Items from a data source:
* * *

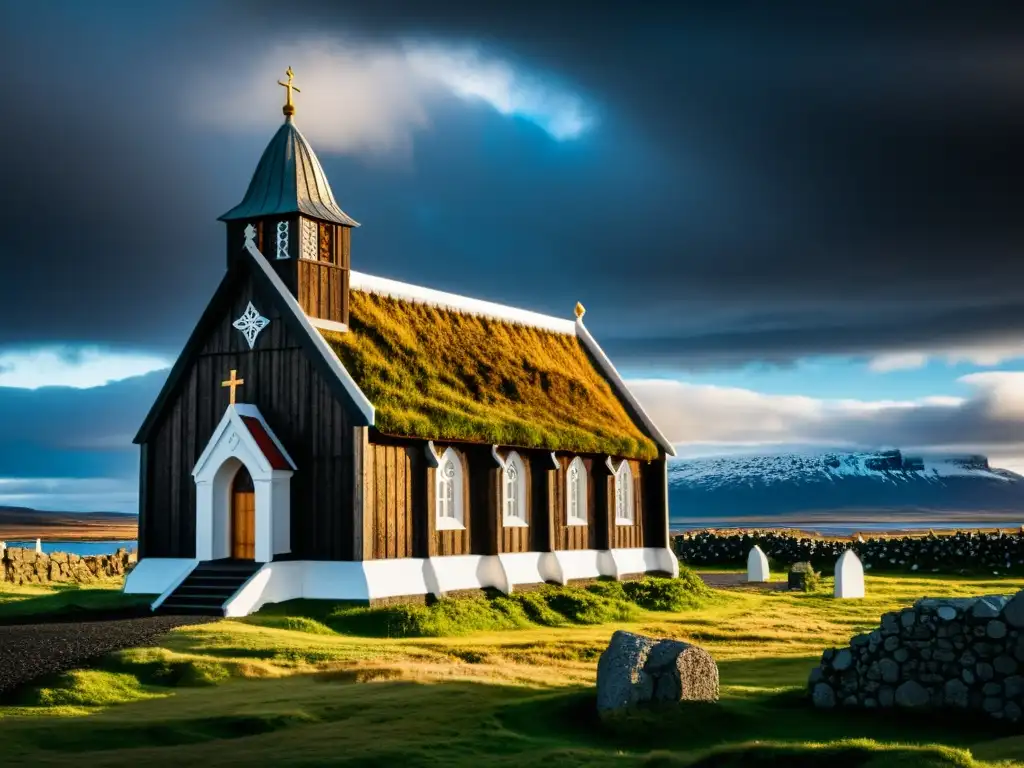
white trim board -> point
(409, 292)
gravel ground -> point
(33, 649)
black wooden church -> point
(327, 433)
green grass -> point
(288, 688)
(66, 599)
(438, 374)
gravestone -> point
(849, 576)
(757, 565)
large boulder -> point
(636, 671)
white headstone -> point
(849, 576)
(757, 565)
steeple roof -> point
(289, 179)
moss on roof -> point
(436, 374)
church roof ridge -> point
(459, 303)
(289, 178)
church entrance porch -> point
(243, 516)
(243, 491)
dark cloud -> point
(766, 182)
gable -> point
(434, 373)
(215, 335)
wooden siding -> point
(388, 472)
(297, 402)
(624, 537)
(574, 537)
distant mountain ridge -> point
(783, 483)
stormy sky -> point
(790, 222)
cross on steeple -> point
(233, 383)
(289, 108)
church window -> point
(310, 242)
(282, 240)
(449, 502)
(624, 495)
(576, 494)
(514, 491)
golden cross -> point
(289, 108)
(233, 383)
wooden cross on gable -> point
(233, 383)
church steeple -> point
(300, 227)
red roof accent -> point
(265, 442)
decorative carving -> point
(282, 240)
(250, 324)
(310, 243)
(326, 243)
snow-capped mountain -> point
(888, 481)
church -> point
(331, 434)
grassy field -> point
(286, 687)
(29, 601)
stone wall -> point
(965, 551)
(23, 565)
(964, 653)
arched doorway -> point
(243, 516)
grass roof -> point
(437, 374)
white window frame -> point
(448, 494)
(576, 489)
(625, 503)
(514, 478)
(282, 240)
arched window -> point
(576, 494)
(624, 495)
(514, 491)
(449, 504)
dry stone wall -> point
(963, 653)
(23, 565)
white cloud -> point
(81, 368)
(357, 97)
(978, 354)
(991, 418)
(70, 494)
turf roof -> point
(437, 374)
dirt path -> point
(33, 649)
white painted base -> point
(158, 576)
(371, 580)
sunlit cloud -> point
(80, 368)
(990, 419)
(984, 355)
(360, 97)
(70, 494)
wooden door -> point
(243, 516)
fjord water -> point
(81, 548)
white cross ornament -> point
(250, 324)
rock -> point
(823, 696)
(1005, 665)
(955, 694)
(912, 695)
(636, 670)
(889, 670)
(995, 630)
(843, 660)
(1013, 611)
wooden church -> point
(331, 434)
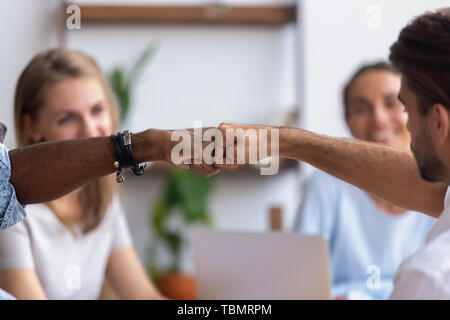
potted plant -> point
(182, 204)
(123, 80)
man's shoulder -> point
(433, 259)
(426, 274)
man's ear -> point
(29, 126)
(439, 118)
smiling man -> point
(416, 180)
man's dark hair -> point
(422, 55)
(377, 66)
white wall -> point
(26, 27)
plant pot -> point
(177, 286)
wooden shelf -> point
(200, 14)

* * *

Directions for this task
Reproduce the records word for word, beginning at the line that contains "green grass -> point" and running through the end of the records. Leave the pictures out of your answer.

The response
green grass -> point
(288, 688)
(66, 599)
(438, 374)
gravestone -> point
(849, 576)
(757, 565)
large boulder -> point
(636, 671)
white headstone -> point
(849, 576)
(757, 565)
steeple roof -> point
(289, 179)
moss on roof -> point
(436, 374)
church roof ridge -> point
(459, 303)
(289, 178)
church entrance porch -> point
(243, 516)
(243, 491)
dark cloud -> point
(766, 182)
gable -> point
(434, 373)
(215, 335)
wooden siding -> point
(388, 472)
(297, 402)
(624, 537)
(574, 537)
distant mountain ridge -> point
(783, 483)
stormy sky -> point
(790, 222)
cross on steeple -> point
(233, 383)
(289, 108)
church window -> point
(310, 242)
(282, 240)
(449, 502)
(624, 495)
(576, 494)
(514, 491)
golden cross -> point
(289, 108)
(233, 383)
wooden cross on gable -> point
(233, 383)
church steeple -> point
(300, 227)
red roof accent -> point
(265, 442)
decorative carving -> point
(282, 240)
(250, 324)
(310, 243)
(326, 243)
snow-capped mountain -> point
(888, 481)
church -> point
(331, 434)
grassy field -> point
(286, 687)
(29, 601)
stone wall -> point
(965, 551)
(23, 565)
(964, 653)
arched doorway -> point
(243, 516)
grass roof -> point
(437, 374)
white window frame -> point
(448, 494)
(576, 489)
(625, 503)
(514, 478)
(282, 240)
arched window -> point
(576, 494)
(624, 495)
(514, 491)
(449, 504)
dry stone wall -> point
(963, 653)
(23, 565)
white cloud -> point
(81, 368)
(357, 97)
(978, 354)
(991, 418)
(70, 494)
turf roof -> point
(437, 374)
dirt path -> point
(33, 649)
white painted base -> point
(158, 576)
(371, 580)
sunlit cloud -> point
(80, 368)
(990, 419)
(984, 355)
(360, 97)
(70, 494)
wooden door -> point
(243, 516)
fjord water -> point
(81, 548)
white cross ornament -> point
(250, 324)
rock -> point
(823, 696)
(1005, 665)
(955, 694)
(912, 695)
(636, 670)
(889, 670)
(995, 630)
(843, 660)
(1013, 611)
wooden church -> point
(331, 434)
potted plant -> point
(182, 204)
(123, 80)
man's shoulder -> point
(433, 259)
(426, 274)
man's ear -> point
(29, 126)
(439, 118)
smiling man -> point
(416, 180)
man's dark hair -> point
(422, 55)
(377, 66)
white wall -> point
(26, 27)
plant pot -> point
(177, 286)
wooden shelf -> point
(200, 14)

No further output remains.